*Exercise*: Please gather every line below that contains the word "face", and copy each of those lines in full.

*Task input*:
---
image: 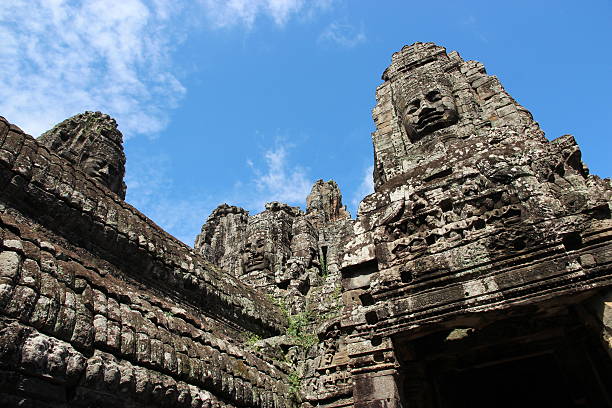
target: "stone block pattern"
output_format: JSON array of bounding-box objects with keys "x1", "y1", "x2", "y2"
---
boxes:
[{"x1": 0, "y1": 117, "x2": 292, "y2": 407}]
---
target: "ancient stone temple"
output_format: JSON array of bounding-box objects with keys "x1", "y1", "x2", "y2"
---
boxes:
[{"x1": 0, "y1": 43, "x2": 612, "y2": 408}]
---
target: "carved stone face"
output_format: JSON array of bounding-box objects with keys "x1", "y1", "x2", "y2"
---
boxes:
[
  {"x1": 402, "y1": 87, "x2": 459, "y2": 142},
  {"x1": 242, "y1": 235, "x2": 271, "y2": 273},
  {"x1": 80, "y1": 156, "x2": 123, "y2": 192}
]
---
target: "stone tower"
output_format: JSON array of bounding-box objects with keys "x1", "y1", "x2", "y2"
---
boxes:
[{"x1": 38, "y1": 112, "x2": 127, "y2": 198}]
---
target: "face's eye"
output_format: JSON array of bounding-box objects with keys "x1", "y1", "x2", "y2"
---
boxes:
[
  {"x1": 406, "y1": 99, "x2": 421, "y2": 113},
  {"x1": 425, "y1": 90, "x2": 442, "y2": 102}
]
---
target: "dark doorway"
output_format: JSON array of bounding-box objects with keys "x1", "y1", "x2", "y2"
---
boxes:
[
  {"x1": 394, "y1": 308, "x2": 612, "y2": 408},
  {"x1": 439, "y1": 354, "x2": 572, "y2": 408}
]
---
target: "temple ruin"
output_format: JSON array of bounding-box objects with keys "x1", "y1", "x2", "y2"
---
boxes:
[{"x1": 0, "y1": 43, "x2": 612, "y2": 408}]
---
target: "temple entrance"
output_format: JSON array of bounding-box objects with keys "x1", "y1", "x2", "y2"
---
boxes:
[
  {"x1": 439, "y1": 354, "x2": 577, "y2": 408},
  {"x1": 394, "y1": 310, "x2": 612, "y2": 408}
]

*Task output*:
target: "carved stone face"
target: "face's eye"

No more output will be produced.